QUOTED TEXT

★ ★ ★ ★ ★

We discussed the "trapping" vs "hunting" issue with the DNR a few months ago. Legally- trapping is a method of hunting. The NRC will be able to authorize any manner of take under the current wording. Trapping wouldn't likely be included until after at least a season or two. This wording was expected to help move things through the Legislature and reduce the likelihood of lawsuits. This was the model followed Out West. The western states have since added trapping to their legal manners of take because they were unable to reach their harvest quotas. Obviously it will be even tougher to hunt wolves in the forested UP vs. the mountains and prairies of the West- at least after the first season or two when the wolves realize they are being hunted. 

Wisconsin specifically listed dog hunting and it led to lawsuits. Dog hunting for wolves is now (temporarily?) banned in Wisconsin.

Wolves were removed from the Furbearer list because a different law states that the Fur Harvesters license allows the holder to take all furbearers. Since a separate license is to be established for wolves, this would have increased the complexity of the law changes needed to move forward. That is the last thing we want. We want these bills to be able to slide through like greased goose stuff.

I saw a question about designated licenses for Yoopers up the thread somewhere. I'm sure it will work the same way as other lottery licenses, some will go to the tribes and the rest will be lottery drawn to all Michigan residents and, I suspect, at least some will be open to non-residents. Folks from the NLP don't get preference on elk licenses and the Lowpers don't get preference on opening day spots for St. Clair Flats and Pt. Mouillee duck hunts. Michiganders are Michiganders. Let's all work together to get our wolf population scientifically managed!

Please contact your State Representative! I can assure you the Antis are!

John


----------



## Mister ED (Apr 3, 2006)

Thanks for the further clarification John!!


----------

★ ★ ★ ★ ★

REQUIREMENT 1
Print the passage of the wolf hunting thread between "We discussed the" and "banned in Wisconsin.", inclusive.
REQUIREMENT 2
According to the wolf hunting thread, why were wolves removed from the Furbearer list?
The entries below are separate material with no connection to the wolf hunting thread.

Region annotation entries
★ ★ ★ ★ ★

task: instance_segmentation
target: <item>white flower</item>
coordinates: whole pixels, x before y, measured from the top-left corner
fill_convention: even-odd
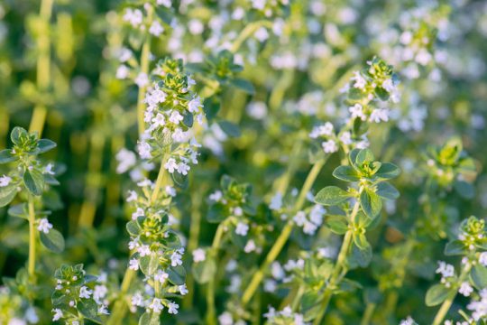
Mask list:
[[[127,172],[137,162],[135,153],[125,148],[120,149],[115,155],[115,159],[118,162],[118,165],[116,166],[117,173],[124,173]]]
[[[166,283],[166,280],[168,280],[168,278],[169,278],[169,274],[162,270],[159,270],[154,274],[154,281],[159,281],[161,284],[164,284]]]
[[[64,315],[62,314],[62,311],[59,308],[55,308],[52,310],[52,312],[54,315],[52,315],[52,320],[56,321],[60,320]]]
[[[438,261],[438,268],[436,272],[437,274],[441,274],[443,277],[451,277],[455,275],[455,267],[454,265],[446,264],[443,261]]]
[[[79,289],[79,298],[89,299],[91,293],[93,293],[93,292],[85,285]]]
[[[181,260],[181,255],[178,252],[174,252],[172,253],[172,255],[170,255],[170,265],[171,266],[178,266],[178,265],[182,265],[182,260]]]
[[[124,14],[123,19],[125,22],[130,23],[132,26],[137,27],[142,22],[142,13],[140,9],[125,9],[125,14]]]
[[[178,168],[178,163],[176,163],[176,160],[174,158],[170,158],[164,164],[164,168],[167,169],[169,172],[173,173]]]
[[[37,225],[37,230],[43,232],[44,234],[49,234],[49,231],[52,229],[52,225],[48,221],[47,218],[42,218],[39,220]]]
[[[371,113],[369,120],[374,123],[387,122],[389,121],[389,111],[385,108],[376,108]]]
[[[349,131],[344,132],[344,133],[340,135],[340,141],[341,141],[342,144],[344,144],[345,145],[352,144],[352,134],[351,134]]]
[[[149,28],[149,32],[152,33],[154,36],[159,36],[164,32],[164,27],[159,23],[159,21],[153,21],[152,24],[151,24],[151,28]]]
[[[164,306],[162,305],[162,303],[161,303],[161,299],[154,298],[154,300],[152,300],[152,302],[151,302],[151,304],[149,305],[149,309],[152,309],[152,311],[155,313],[160,313],[164,309]]]
[[[359,71],[354,72],[354,77],[352,77],[352,80],[355,81],[354,83],[354,87],[359,89],[363,89],[367,84],[367,80],[365,80],[365,79],[362,77]]]
[[[139,199],[139,196],[137,195],[137,192],[135,190],[129,190],[127,197],[127,202],[133,202],[134,200],[137,200]]]
[[[358,117],[363,121],[365,121],[365,119],[367,118],[363,114],[363,108],[360,104],[355,104],[353,107],[348,107],[348,110],[350,114],[352,114],[352,118]]]
[[[134,81],[139,88],[142,88],[149,83],[149,77],[147,76],[147,73],[140,72],[137,77],[135,77]]]
[[[8,184],[10,184],[11,181],[12,181],[12,178],[8,177],[7,175],[4,175],[0,177],[0,187],[8,186]]]
[[[223,193],[221,190],[216,190],[209,195],[208,199],[215,202],[219,202],[222,200]]]
[[[171,314],[177,314],[178,313],[178,308],[179,308],[179,305],[173,302],[169,302],[168,306],[168,312]]]
[[[189,168],[190,167],[188,163],[181,162],[178,164],[178,172],[183,175],[188,175]]]
[[[479,256],[479,263],[483,266],[487,266],[487,252],[481,253]]]
[[[179,290],[179,293],[181,293],[181,295],[186,295],[188,292],[189,292],[186,284],[178,286],[178,289]]]
[[[325,141],[321,143],[321,146],[326,153],[333,153],[338,151],[338,146],[336,145],[335,140],[330,139],[328,141]]]
[[[131,258],[129,261],[129,269],[137,271],[139,269],[139,260],[136,258]]]
[[[130,70],[126,65],[122,64],[118,69],[116,70],[115,77],[119,79],[124,79],[128,77],[128,74],[130,72]]]
[[[195,97],[188,103],[188,110],[191,113],[199,112],[201,107],[203,107],[203,105],[201,105],[201,98],[198,96]]]
[[[133,294],[132,296],[131,302],[133,306],[142,307],[144,305],[143,297],[141,292],[136,292],[135,294]]]
[[[141,141],[137,144],[137,152],[139,153],[139,155],[142,159],[152,158],[152,154],[151,154],[151,144],[149,144],[145,141]]]
[[[181,122],[183,119],[184,119],[183,116],[180,115],[179,112],[178,111],[172,111],[169,118],[169,120],[174,123],[175,125],[179,125],[179,122]]]
[[[220,325],[234,325],[232,314],[228,311],[225,311],[223,314],[218,316],[218,322]]]
[[[278,210],[282,208],[282,194],[277,192],[272,199],[271,199],[271,203],[269,204],[269,209],[272,210]]]
[[[465,297],[470,296],[470,293],[473,292],[473,288],[467,283],[462,283],[460,285],[460,289],[458,289],[458,292],[462,293]]]
[[[141,257],[143,257],[145,255],[151,255],[151,247],[147,245],[142,245],[139,248],[137,248],[137,252],[141,255]]]
[[[137,209],[135,210],[135,212],[133,212],[133,213],[132,214],[132,219],[133,219],[133,220],[136,220],[137,218],[139,218],[139,217],[143,217],[143,216],[145,216],[145,214],[144,214],[144,212],[143,212],[143,209],[142,209],[142,208],[137,208]]]
[[[244,247],[244,251],[245,253],[252,253],[253,252],[255,249],[257,248],[257,246],[255,246],[255,242],[251,239],[247,242],[247,244],[245,245],[245,247]]]
[[[249,226],[247,224],[244,224],[244,222],[239,222],[236,225],[235,234],[240,235],[240,236],[247,236],[248,231],[249,231]]]
[[[207,259],[207,253],[203,248],[197,248],[193,251],[193,262],[199,263]]]

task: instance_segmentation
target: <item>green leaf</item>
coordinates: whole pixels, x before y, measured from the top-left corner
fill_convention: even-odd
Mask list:
[[[336,186],[326,186],[315,196],[315,202],[321,205],[337,205],[350,198],[350,194]]]
[[[98,306],[94,300],[81,299],[76,307],[85,318],[98,324],[102,323],[102,320],[98,317]]]
[[[44,175],[36,170],[26,170],[23,173],[23,184],[33,195],[41,195],[44,190]]]
[[[10,149],[0,151],[0,163],[7,163],[16,161],[18,158],[12,154]]]
[[[390,180],[398,177],[400,173],[400,170],[398,166],[391,162],[382,162],[379,171],[375,173],[375,176]]]
[[[357,166],[362,166],[363,163],[372,162],[374,159],[373,153],[370,149],[362,149],[357,153],[355,164]]]
[[[216,274],[216,264],[211,257],[207,257],[205,261],[193,264],[193,276],[198,283],[207,283],[215,277]]]
[[[427,292],[426,305],[428,307],[436,306],[445,302],[452,293],[455,294],[455,290],[448,289],[443,284],[435,284]]]
[[[381,181],[377,185],[375,194],[386,200],[396,200],[400,197],[399,190],[387,181]]]
[[[46,153],[51,149],[54,149],[57,146],[54,141],[49,139],[41,139],[37,143],[37,148],[39,149],[39,153]]]
[[[159,266],[159,257],[155,254],[142,256],[139,259],[141,271],[147,276],[152,275]]]
[[[344,235],[348,230],[348,224],[345,216],[329,216],[326,221],[326,227],[338,235]]]
[[[174,285],[183,285],[186,282],[186,270],[181,265],[167,269],[169,281]]]
[[[461,240],[452,240],[445,246],[445,255],[448,256],[463,255],[468,250]]]
[[[41,243],[51,252],[62,253],[64,250],[64,237],[61,233],[56,229],[49,230],[49,233],[45,234],[41,231]]]
[[[236,78],[234,79],[230,80],[230,83],[236,87],[237,88],[246,92],[249,95],[254,95],[255,94],[255,88],[253,88],[253,85],[245,79]]]
[[[237,125],[228,121],[218,121],[218,126],[225,134],[230,137],[239,137],[241,135],[240,127]]]
[[[360,194],[360,205],[367,217],[374,218],[382,209],[382,201],[376,193],[364,189]]]
[[[25,129],[20,126],[14,127],[14,130],[12,130],[12,133],[10,134],[10,139],[14,143],[14,144],[19,145],[21,144],[21,138],[26,137],[29,134]]]
[[[0,187],[0,208],[12,202],[16,194],[17,186],[15,184]]]
[[[487,268],[477,264],[470,272],[470,278],[477,289],[487,288]]]
[[[12,217],[22,218],[26,220],[29,219],[29,211],[27,209],[27,203],[16,204],[10,207],[8,214]]]
[[[333,171],[333,176],[345,181],[358,181],[359,175],[351,166],[339,166]]]

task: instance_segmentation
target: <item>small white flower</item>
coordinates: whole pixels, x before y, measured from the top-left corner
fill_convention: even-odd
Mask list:
[[[170,255],[170,265],[178,266],[178,265],[182,265],[181,257],[182,257],[181,255],[179,254],[178,252],[172,253],[172,255]]]
[[[158,37],[162,33],[162,32],[164,32],[164,27],[162,27],[161,23],[159,23],[159,21],[153,21],[152,24],[151,24],[151,27],[149,28],[149,32]]]
[[[37,225],[37,230],[43,232],[44,234],[49,234],[49,231],[52,229],[52,225],[48,221],[47,218],[43,218],[39,220]]]
[[[181,293],[181,295],[186,295],[188,292],[189,292],[186,284],[178,286],[178,289],[179,290],[179,293]]]
[[[139,218],[139,217],[143,217],[143,216],[145,216],[145,213],[143,212],[143,209],[142,209],[142,208],[137,208],[137,209],[135,210],[135,212],[133,212],[133,213],[132,214],[132,219],[133,219],[133,220],[136,220],[137,218]]]
[[[174,158],[170,158],[164,164],[164,168],[167,169],[169,172],[173,173],[174,171],[178,169],[178,163],[176,163],[176,160]]]
[[[460,289],[458,289],[458,292],[462,293],[465,297],[470,296],[470,293],[472,293],[473,292],[473,288],[467,282],[462,283],[462,284],[460,285]]]
[[[93,293],[93,292],[85,285],[79,289],[79,298],[89,299],[91,293]]]
[[[11,181],[12,181],[11,177],[8,177],[7,175],[4,175],[0,177],[0,187],[8,186],[8,184],[10,184]]]
[[[353,107],[348,107],[348,110],[350,114],[352,114],[352,118],[358,117],[363,121],[365,121],[365,119],[367,119],[367,117],[363,114],[363,108],[360,104],[355,104]]]
[[[169,278],[169,274],[162,270],[159,270],[154,274],[154,281],[160,282],[161,284],[164,284],[166,283],[166,280],[168,280],[168,278]]]
[[[199,263],[207,259],[207,253],[203,248],[197,248],[193,251],[193,262]]]
[[[333,153],[338,151],[338,145],[336,145],[335,140],[325,141],[321,143],[321,146],[326,153]]]
[[[249,226],[247,224],[244,224],[244,222],[239,222],[236,225],[235,234],[240,235],[240,236],[247,236],[248,231],[249,231]]]
[[[177,314],[178,313],[178,308],[179,308],[179,305],[176,302],[170,302],[168,305],[168,312],[171,314]]]
[[[137,271],[139,269],[139,260],[136,258],[131,258],[129,261],[129,269]]]
[[[64,315],[62,314],[62,311],[59,308],[55,308],[52,310],[52,312],[54,315],[52,315],[52,320],[56,321],[60,320]]]
[[[151,304],[149,305],[149,309],[152,309],[152,311],[155,313],[161,313],[161,311],[162,311],[162,310],[164,309],[164,306],[161,302],[161,299],[154,298],[152,300],[152,302],[151,302]]]

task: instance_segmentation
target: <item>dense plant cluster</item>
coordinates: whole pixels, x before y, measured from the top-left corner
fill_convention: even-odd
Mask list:
[[[487,323],[487,4],[0,3],[0,324]]]

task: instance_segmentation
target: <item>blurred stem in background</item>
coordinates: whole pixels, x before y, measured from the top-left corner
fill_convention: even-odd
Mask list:
[[[309,171],[309,173],[308,174],[306,178],[303,187],[301,188],[299,195],[298,196],[298,200],[296,200],[296,203],[294,204],[292,211],[298,211],[303,207],[305,203],[306,196],[308,192],[311,190],[311,187],[313,186],[317,175],[319,174],[319,172],[321,171],[321,169],[326,162],[327,157],[328,156],[326,156],[325,158],[321,158],[320,160],[316,162],[313,167],[311,168],[311,170]],[[242,304],[244,306],[245,306],[250,302],[250,300],[255,293],[255,291],[261,284],[265,272],[267,271],[269,266],[272,264],[272,262],[275,261],[275,259],[277,258],[277,256],[279,255],[279,254],[284,247],[284,245],[286,245],[292,232],[292,228],[293,228],[293,221],[292,219],[290,219],[289,221],[288,221],[286,226],[284,226],[284,228],[282,228],[280,235],[276,239],[276,242],[274,243],[274,245],[272,246],[272,247],[267,254],[267,256],[265,257],[264,262],[262,263],[259,270],[257,270],[257,272],[253,274],[249,285],[247,286],[247,289],[245,290],[245,292],[244,292],[244,295],[242,296]]]
[[[147,20],[152,21],[153,15],[153,8],[149,5],[147,8]],[[149,60],[151,56],[151,33],[146,32],[145,41],[143,42],[142,53],[141,53],[141,73],[145,73],[149,77]],[[145,98],[145,92],[147,90],[147,85],[139,88],[139,94],[137,96],[137,124],[139,126],[139,135],[142,135],[145,131],[145,122],[143,121],[143,113],[145,111],[145,105],[143,99]]]
[[[51,85],[51,32],[50,20],[52,14],[54,0],[41,0],[40,21],[37,35],[37,90],[43,93]],[[38,103],[33,109],[29,132],[38,132],[41,135],[46,122],[47,107],[43,103]]]

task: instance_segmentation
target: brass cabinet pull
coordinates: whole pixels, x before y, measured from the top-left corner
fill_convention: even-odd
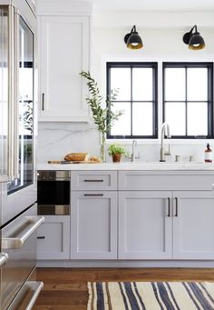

★ ★ ★ ★ ★

WORKED SOLUTION 1
We discussed the "trapping" vs "hunting" issue with the DNR a few months ago. Legally- trapping is a method of hunting. The NRC will be able to authorize any manner of take under the current wording. Trapping wouldn't likely be included until after at least a season or two. This wording was expected to help move things through the Legislature and reduce the likelihood of lawsuits. This was the model followed Out West. The western states have since added trapping to their legal manners of take because they were unable to reach their harvest quotas. Obviously it will be even tougher to hunt wolves in the forested UP vs. the mountains and prairies of the West- at least after the first season or two when the wolves realize they are being hunted. 

Wisconsin specifically listed dog hunting and it led to lawsuits. Dog hunting for wolves is now (temporarily?) banned in Wisconsin.

WORKED SOLUTION 2
A different law states that the Fur Harvesters license allows the holder to take all furbearers, and since a separate license is to be established for wolves, keeping them on the list would have increased the complexity of the needed law changes.